*BRIEF 1*. According to the text about Ghost Car's debut album, which record label was originally going to release it?
*BRIEF 2*. In the text about Ghost Car's debut album, reproduce word for word the passage from "Originally, the album" up to and including "London headline mainstay.".

*PROVIDED TEXT*.

====

Ghost Car, the London-based international punk quartet, are proud to release their debut album Truly Trash, comprised of 11 riotous, quick-witted garage-rock bangers.
Truly Trash provides Ghost Car with a platform to rage against political injustices, as their unified battle cries attack patriarchal inequality, homophobia, racism and toxic relationships. The album is a call to reclaim autonomy and to revolt against the powers that uphold an archaic nationalist system.
Right out the gate, Truly Trash makes its intentions clear. Riff-heavy ballad "Terrible Feelings" rises in raw intensity as group harmonies build toward a shoegaze noise-out, while follow-up "Selfish, Spoiled" uses frenzied synth to drag the sound in a '60s psych direction. Call-and-response gang vocals permeate the entire record as back-to-back choruses keep energy levels at maximum, evident on "Mechanical Soul" which boasts huge glam guitars and caustic drums of pure fury.
Of the eruptive "Basta," singer/guitarist Maeve Henry tells us “It was written from the perspective of someone commenting on being a queer woman being happy with her sexuality. We’ve had a lot of men at our gigs in the past sexualizing or infantilizing us, so this is a massive f*ck you to them.” Singer/bassist Cece Corapi expands “It felt important to reiterate the fact that your sexuality doesn’t define the type of person you are. There is still a lot of biphobia around, even in certain queer scenes, and a perception that it’s not a valid sexual identity. It’s important to call this out."
The LP continues with the punchy Riot grrrl of "Embleton Road" and "Clown Town" which show the band at their sarcastic best, oozing B52s and Delta 5 swagger with jaunty B-movie melodies. The latter of which makes comment on the circus of errors by the conservative government, with particular focus on Boris Johnson, following Brexit. With band members hailing from England, Ireland, Italy and Spain, Ghost Car are keen advocators for freedom of movement, a belief only strengthened following the events in Ukraine. CeCe explains that this “opened our eyes to the consequences of borders even more, when considering a country caught between two opposing powers (Russia and the EU/NATO) and the devastation this leads to. I think it’s important that we become more aware of these issues, but we need to make sure that we don’t stop there and always look at it from a more internationalist point of view. And to consider what that means for everyone.”
Grungy pop-punk anthem and lead single "Sex" channels the likes of Stiff Little Fingers and the Undertones, mixing with the band's amalgamated influences from '60s girl groups like the Ronettes and the Shangri-Las to the explosive rock n’ roll of the Runaways. "Conch Pearl" and "Sushi Addict" deal in distorted, jumped-up chaos, and "No History" is about our reliance on digital technology and a reminder to try to live life spontaneously. Album finale "Truly Trash" is a defiant message seeped in ethereal, doomy layers of ferocity. Singer/keyboardist/thereminist Clara Bleda’s closing comment; “F*ck Trump, f*ck Boris, f*ck the right wing,” while Maeve adds; “F*ck the DUP too."
“This album is our way to express what bothers us, from personal interactions to international politics. We wanted to explore different themes in a simple way so that they could be accessible to everyone.”
Originally, the album was due to be released by Burger Records, however as accounts of sexual assault and exploitation of women by associates of the label came to light the band pulled out of the planned release. As activists for feminism and members of the LGBTQ+ community, Ghost Car practice what they preach, and aim to spread their mantra of inclusivity and equal rights as loud as possible.
Ghost Car aim to utilize their diversity to explore different writing styles, while expressing themes of openness and empowerment. They’ve been championed by the likes of Mickey Bradley (Undertones), Skin and Du Blonde, and were deeply inspired by the late Lyndell Mansfield. They’ve also grown as performers supporting the likes of Shonen Knife, Amyl and the Sniffers and Beth Ditto, while remaining a London headline mainstay.

====

*DATASET EXCERPTS*.
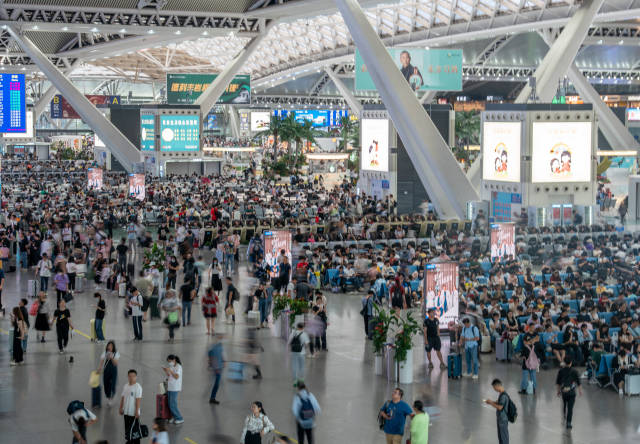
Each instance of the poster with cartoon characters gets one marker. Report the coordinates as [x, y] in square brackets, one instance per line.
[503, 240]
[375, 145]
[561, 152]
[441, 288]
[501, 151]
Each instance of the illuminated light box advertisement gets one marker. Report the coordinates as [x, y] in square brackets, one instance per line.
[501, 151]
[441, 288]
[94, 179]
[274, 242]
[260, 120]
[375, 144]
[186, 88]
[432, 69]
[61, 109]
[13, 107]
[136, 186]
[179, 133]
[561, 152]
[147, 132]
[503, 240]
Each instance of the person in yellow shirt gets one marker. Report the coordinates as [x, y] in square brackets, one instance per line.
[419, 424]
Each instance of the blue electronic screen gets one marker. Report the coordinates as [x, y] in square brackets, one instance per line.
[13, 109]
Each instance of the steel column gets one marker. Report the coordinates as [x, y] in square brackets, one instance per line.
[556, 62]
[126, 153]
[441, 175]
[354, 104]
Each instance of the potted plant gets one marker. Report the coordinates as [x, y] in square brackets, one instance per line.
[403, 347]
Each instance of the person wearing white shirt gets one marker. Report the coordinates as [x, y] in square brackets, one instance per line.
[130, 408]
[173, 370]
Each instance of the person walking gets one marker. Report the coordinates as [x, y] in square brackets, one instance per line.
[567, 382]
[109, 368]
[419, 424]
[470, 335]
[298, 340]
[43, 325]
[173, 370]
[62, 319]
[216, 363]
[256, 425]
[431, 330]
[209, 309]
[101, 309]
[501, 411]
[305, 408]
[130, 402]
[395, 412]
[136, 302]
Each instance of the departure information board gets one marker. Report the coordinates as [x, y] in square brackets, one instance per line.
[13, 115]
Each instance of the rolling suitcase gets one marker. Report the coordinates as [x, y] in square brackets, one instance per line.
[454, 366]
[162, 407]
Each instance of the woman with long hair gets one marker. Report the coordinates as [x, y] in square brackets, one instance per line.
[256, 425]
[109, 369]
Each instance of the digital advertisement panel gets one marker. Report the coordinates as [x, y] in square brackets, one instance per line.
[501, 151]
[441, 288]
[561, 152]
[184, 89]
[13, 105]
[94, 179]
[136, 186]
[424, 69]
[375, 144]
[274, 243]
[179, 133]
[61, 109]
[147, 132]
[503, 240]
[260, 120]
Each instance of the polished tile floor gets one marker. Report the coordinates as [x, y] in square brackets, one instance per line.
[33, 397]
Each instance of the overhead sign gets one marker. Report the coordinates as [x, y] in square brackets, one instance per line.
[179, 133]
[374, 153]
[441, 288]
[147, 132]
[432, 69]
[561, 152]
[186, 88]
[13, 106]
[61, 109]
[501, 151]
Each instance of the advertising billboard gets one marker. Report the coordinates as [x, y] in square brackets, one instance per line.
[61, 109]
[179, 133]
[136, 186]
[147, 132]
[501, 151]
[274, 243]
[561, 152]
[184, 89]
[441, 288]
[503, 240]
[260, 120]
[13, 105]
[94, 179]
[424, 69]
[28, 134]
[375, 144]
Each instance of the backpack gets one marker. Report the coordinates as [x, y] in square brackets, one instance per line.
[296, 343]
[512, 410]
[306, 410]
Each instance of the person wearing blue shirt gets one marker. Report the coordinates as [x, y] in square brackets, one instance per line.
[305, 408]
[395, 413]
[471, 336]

====

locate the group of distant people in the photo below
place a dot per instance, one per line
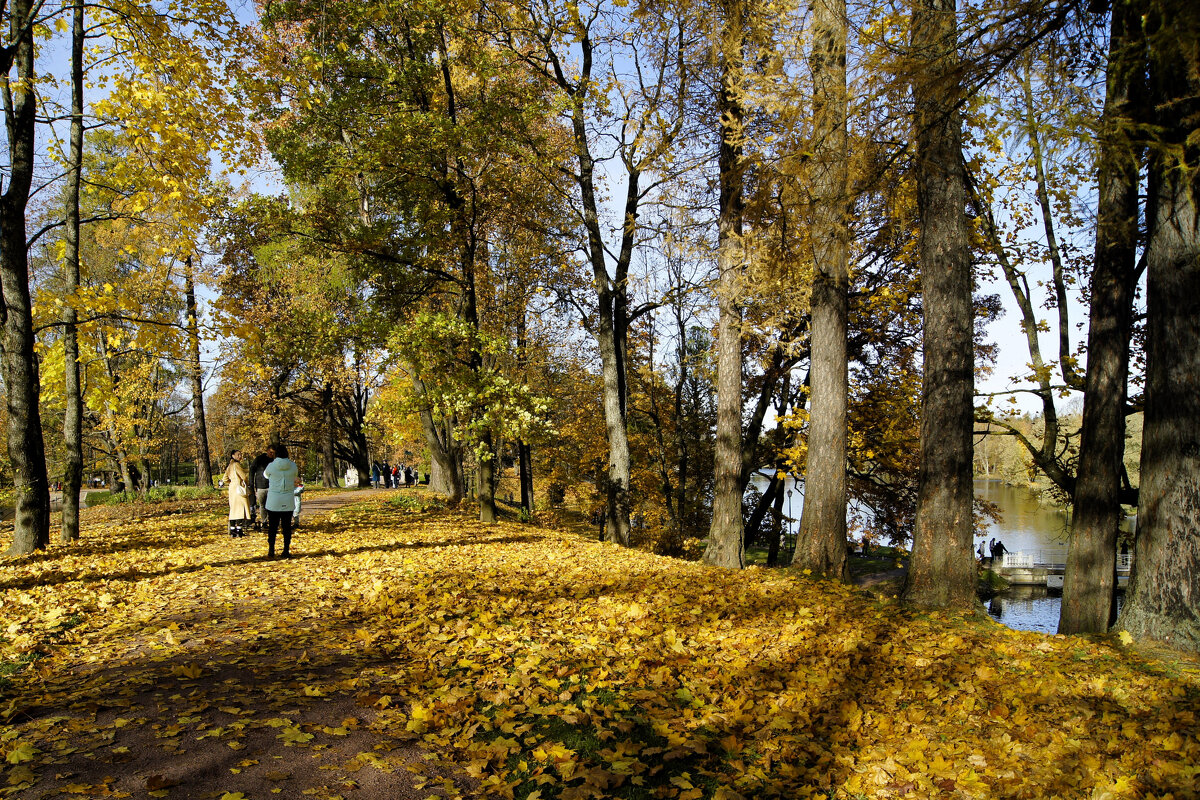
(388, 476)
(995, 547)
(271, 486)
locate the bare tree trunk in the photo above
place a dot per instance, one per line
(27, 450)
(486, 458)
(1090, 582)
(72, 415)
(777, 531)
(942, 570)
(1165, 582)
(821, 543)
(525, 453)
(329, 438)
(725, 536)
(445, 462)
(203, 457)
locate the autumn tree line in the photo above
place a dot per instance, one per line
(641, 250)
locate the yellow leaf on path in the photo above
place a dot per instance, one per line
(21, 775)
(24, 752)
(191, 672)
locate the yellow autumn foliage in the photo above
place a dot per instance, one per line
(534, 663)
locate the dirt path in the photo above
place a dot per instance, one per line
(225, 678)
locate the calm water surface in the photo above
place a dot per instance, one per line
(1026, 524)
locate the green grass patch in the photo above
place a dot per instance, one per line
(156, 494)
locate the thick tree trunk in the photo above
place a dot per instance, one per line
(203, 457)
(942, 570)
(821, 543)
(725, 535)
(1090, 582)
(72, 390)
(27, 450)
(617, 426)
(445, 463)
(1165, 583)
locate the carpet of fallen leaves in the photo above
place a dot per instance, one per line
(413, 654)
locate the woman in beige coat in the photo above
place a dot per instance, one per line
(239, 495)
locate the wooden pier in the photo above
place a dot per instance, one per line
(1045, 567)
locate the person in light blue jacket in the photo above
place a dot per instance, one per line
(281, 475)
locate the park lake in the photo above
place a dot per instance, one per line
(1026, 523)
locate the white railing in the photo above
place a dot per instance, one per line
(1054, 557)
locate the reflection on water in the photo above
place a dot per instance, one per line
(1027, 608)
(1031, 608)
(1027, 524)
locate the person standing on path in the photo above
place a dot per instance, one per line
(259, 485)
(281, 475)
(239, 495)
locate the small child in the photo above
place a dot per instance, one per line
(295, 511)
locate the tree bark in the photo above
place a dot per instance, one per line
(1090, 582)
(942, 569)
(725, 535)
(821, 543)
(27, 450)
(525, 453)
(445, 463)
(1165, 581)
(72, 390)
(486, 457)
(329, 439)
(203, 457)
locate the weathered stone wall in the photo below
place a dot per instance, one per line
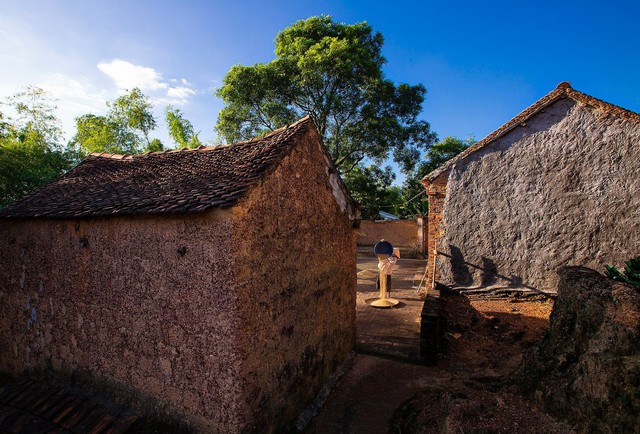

====

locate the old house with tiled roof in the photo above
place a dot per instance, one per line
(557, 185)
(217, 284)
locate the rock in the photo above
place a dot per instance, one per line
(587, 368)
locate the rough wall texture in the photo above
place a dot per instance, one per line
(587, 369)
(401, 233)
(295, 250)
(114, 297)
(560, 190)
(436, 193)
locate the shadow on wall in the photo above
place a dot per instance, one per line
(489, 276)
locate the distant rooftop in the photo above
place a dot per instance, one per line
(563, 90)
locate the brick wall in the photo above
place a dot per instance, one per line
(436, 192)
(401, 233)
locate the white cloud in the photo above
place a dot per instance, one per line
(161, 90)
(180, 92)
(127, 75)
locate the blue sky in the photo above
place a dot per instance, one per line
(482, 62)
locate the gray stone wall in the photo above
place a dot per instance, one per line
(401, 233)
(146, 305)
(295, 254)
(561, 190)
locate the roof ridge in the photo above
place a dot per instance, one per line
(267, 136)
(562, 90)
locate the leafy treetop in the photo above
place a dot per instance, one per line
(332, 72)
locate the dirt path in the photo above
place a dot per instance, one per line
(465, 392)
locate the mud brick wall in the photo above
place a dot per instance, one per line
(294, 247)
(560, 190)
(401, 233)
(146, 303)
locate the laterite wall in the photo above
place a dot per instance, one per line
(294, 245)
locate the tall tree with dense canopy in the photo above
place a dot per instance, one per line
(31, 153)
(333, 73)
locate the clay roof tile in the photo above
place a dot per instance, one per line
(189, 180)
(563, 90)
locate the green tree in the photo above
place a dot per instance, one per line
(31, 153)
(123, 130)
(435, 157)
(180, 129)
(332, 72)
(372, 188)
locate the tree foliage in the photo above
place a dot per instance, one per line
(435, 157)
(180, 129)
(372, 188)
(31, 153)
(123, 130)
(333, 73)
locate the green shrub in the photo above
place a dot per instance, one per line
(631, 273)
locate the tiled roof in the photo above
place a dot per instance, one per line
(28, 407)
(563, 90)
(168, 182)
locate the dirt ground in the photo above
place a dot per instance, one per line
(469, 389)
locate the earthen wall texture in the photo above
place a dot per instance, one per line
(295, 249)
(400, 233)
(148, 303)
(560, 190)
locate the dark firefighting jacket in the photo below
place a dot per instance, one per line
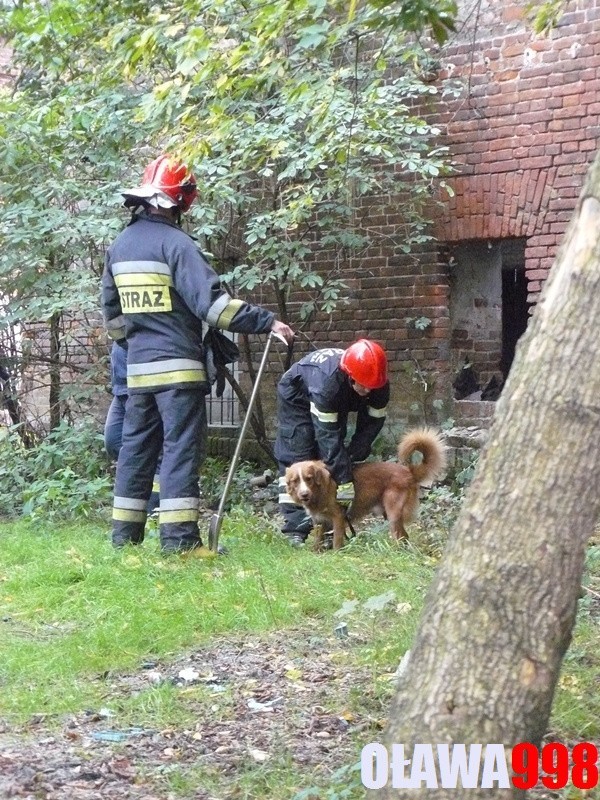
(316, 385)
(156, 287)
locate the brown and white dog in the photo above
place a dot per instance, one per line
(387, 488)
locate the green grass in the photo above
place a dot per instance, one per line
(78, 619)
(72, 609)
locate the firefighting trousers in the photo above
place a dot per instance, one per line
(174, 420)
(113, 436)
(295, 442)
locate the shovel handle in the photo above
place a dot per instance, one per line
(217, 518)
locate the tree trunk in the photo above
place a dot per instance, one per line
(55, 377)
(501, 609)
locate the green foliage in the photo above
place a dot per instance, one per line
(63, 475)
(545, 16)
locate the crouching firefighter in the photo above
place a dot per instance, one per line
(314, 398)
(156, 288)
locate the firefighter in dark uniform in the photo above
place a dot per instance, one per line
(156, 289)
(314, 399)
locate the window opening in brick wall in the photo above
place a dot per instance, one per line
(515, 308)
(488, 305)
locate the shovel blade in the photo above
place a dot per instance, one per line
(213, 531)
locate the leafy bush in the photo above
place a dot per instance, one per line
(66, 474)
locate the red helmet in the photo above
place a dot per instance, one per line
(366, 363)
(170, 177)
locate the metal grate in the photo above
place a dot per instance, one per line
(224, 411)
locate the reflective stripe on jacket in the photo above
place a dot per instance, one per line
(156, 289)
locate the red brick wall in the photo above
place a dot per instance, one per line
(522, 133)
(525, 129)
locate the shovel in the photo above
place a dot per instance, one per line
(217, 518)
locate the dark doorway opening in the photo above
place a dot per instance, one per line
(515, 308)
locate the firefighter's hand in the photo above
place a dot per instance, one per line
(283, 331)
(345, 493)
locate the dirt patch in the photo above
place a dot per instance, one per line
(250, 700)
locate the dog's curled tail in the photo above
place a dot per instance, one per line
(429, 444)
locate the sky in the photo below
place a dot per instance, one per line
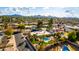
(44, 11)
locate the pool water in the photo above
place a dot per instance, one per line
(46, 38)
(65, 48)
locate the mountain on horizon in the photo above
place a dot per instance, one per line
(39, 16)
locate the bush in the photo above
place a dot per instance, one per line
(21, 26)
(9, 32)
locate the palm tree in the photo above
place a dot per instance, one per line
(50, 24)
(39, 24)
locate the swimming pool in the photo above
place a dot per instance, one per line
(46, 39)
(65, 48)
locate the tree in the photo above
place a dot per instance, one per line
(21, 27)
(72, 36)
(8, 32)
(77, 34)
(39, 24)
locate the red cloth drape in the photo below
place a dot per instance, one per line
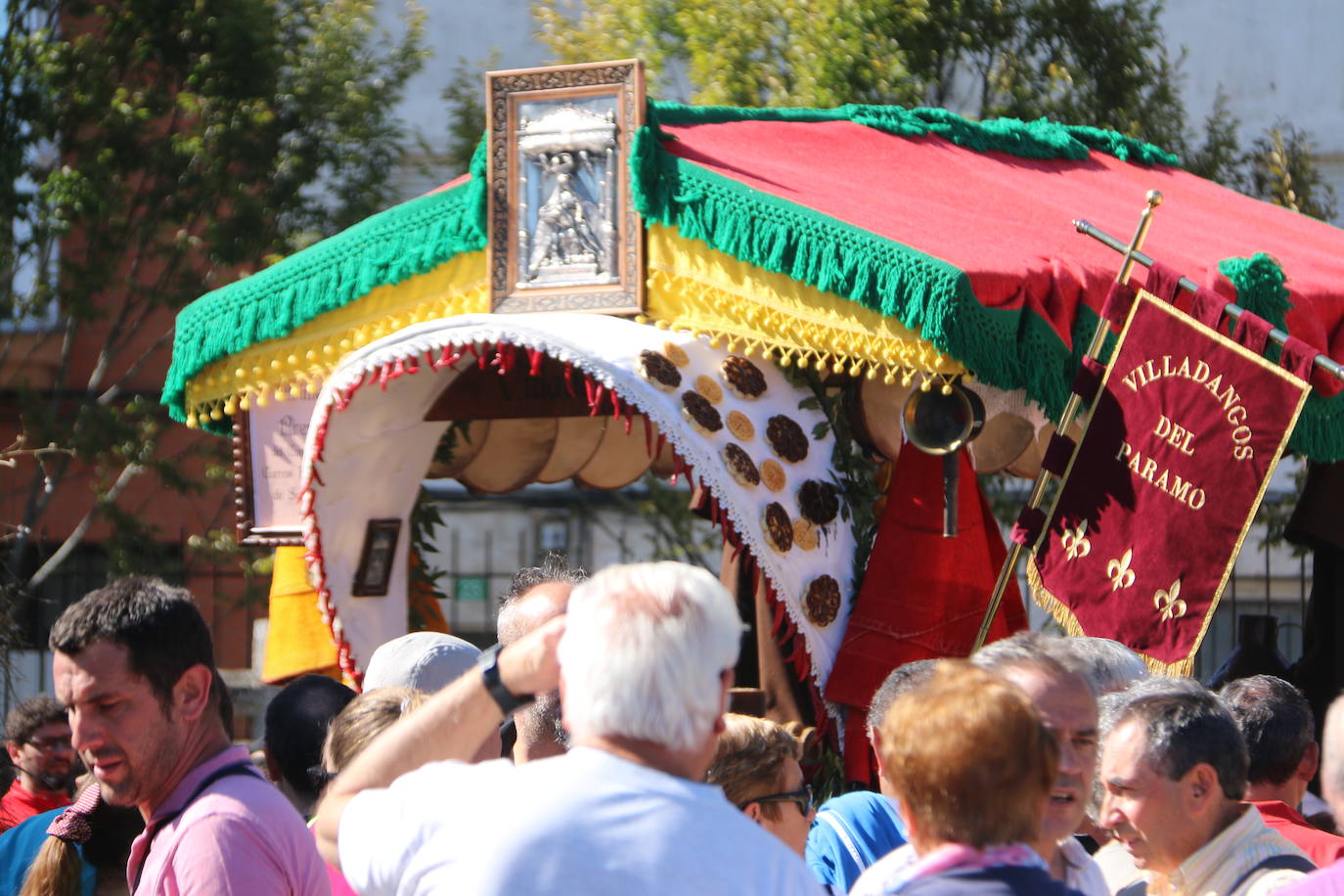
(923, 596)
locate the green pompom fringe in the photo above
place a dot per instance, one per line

====

*TASK SOLUTION 1*. Burger Records

*TASK SOLUTION 2*.
Originally, the album was due to be released by Burger Records, however as accounts of sexual assault and exploitation of women by associates of the label came to light the band pulled out of the planned release. As activists for feminism and members of the LGBTQ+ community, Ghost Car practice what they preach, and aim to spread their mantra of inclusivity and equal rights as loud as possible.
Ghost Car aim to utilize their diversity to explore different writing styles, while expressing themes of openness and empowerment. They’ve been championed by the likes of Mickey Bradley (Undertones), Skin and Du Blonde, and were deeply inspired by the late Lyndell Mansfield. They’ve also grown as performers supporting the likes of Shonen Knife, Amyl and the Sniffers and Beth Ditto, while remaining a London headline mainstay.